WHAT TO WORK ON:
**a.** Name every place mentioned by name in the article about Medi-Cal homecare for seriously ill children.
**b.** Continue the article about Medi-Cal homecare for seriously ill children, starting after its last sentence.

PAGE EXTRACT:
-- -- --

McGuire said it’s costing the state more money to care for kids in the hospital instead of at home. He also called it “unacceptable” that once kids are home, they may not be able to obtain the resources that were promised to them by the state’s Medi-Cal program.
“We are not following through on a promise for some of the sickest kids in California,” McGuire said. “If department heads from the Department of Health Care Services spent 10 minutes with any of these families they would know there is an access to care issue, but as long as they don’t track the numbers they can plead ignorant.”
Jennifer Kent, the director of Health Care Services, the department that oversees Medi-Cal, said the state does not have a systemic access problem.
“Anecdotally we’ve been made aware that there are cases that are challenging but we’re not sure that constitutes a statewide access problem or an access problem more broadly,” she said.
Kent said the state tracks the number of homecare hours authorized but doesn’t track the hours agencies can’t fill. She also said the state doesn’t track when agencies turn down care to patients, though she noted the department will begin informing families how many homecare hours they are entitled to so they can choose to seek assistance from other agencies.
But families argue the nursing supply is dry and doubt other agencies can pick up the slack.
Windsor resident Liz Helfin’s 14-year-old daughter, Kaitlyn, has been on a waiting list for homecare services for a year and a half. Kaitlyn suffers from debilitating seizures and requires intravenous feeding that provides her with essential fluid and nutrients.
She is eligible for shift care nursing through Medi-Cal, but the Heflins cannot find any agencies in Sonoma County to provide care to Kaitlyn. Heflin quit her job as a daycare provider to stay home fulltime with her daughter.

-- -- --

EXCERPTED DATA:
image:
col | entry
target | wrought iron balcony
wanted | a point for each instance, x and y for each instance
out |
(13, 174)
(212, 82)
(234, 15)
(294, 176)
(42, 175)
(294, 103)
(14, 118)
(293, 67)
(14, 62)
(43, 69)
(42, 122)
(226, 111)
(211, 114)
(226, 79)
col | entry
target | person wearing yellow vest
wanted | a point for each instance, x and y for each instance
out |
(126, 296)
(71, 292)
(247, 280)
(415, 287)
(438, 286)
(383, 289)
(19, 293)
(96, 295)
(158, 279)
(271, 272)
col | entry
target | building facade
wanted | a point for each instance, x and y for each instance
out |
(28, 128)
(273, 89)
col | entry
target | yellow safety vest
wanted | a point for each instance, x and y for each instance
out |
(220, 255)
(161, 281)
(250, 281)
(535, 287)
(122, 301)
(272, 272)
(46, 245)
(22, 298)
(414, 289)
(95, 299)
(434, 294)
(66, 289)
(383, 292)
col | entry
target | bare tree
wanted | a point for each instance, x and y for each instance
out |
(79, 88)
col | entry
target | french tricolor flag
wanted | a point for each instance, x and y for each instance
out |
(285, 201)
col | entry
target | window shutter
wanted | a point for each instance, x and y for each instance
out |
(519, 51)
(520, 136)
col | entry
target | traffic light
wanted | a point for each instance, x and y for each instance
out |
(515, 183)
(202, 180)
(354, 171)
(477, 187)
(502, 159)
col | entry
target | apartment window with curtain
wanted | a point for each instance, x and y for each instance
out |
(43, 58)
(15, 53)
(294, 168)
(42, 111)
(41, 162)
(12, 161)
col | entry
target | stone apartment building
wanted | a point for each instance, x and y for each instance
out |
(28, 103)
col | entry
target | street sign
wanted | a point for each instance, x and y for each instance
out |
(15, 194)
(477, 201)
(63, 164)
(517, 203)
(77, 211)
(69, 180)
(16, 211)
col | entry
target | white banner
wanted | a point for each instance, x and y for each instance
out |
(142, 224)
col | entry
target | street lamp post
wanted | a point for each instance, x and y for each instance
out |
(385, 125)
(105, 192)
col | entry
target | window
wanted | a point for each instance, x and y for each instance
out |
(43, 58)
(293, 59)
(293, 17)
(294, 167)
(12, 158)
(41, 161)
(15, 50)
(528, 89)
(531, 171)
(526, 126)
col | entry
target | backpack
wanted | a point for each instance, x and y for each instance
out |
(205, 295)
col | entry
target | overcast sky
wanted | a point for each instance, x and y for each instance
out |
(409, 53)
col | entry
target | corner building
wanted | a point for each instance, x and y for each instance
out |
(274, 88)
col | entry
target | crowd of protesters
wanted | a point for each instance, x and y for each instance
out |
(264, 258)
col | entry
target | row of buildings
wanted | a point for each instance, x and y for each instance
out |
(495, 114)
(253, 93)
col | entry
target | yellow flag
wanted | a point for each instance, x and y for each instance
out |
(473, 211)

-- -- --

RESULTS:
**a.** California, Windsor, Sonoma County

**b.**
“I don’t like to complain about our life because it doesn’t get our day any better,” Heflin said, “but it’s really frustrating that there are services she is eligible for that are really important that we can’t get.”
The Department of Health Care Services contacted Heflin for details after the Investigative Unit began raising questions about homecare resources. When asked if she will begin seeking information from families and providers about potential access problems across California, Kent said she would be “happy to look into it.”
But the Investigative Unit also found obstacles accessing homecare isn’t limited to Medi-Cal patients. Larkin O’Leary’s 2-year-old son James is covered by commercial insurance through her employer. After 40 days in the hospital following two surgeries on his esophagus, James returned to his Santa Rosa home in January.
James is not as medically complex as Phin Hause or Kaitlyn Heflin, but his doctors decided that he could benefit from 100 hours of homecare. James eats through a feeding tube, and when O’Leary needed help using the pump, she called Kaiser. But the hospital didn’t have a nurse to send.
“To have been in the hospital for so long and then to come home and just feel isolated and feel like nobody is looking out for you or nobody is thinking about you is just heartbreaking,” she said.
O’Leary said Kaiser told her there is no pediatric home health care available in her area. The hospital finally sent a nurse 10 days after James came home.
Kaiser can’t comment on the case because of patient privacy laws, but said in a statement, “As the demand for home health care increases, the shortage of home health nurses, especially in certain specialties, is a challenge affecting the entire health care community, not only Kaiser Permanente.” The hospital said it is “successfully recruiting home care nurses, but there is great demand, and a limited pool to draw from.”
Dotson and Hause said the healthcare community must make homecare a priority and believe the state has a responsibility to understand and address problems. They said with the right resources and committed caregivers, kids like their daughter can thrive at home.
“Every day is a miracle with Phin,” Hause said. “We are just so happy she is with us.”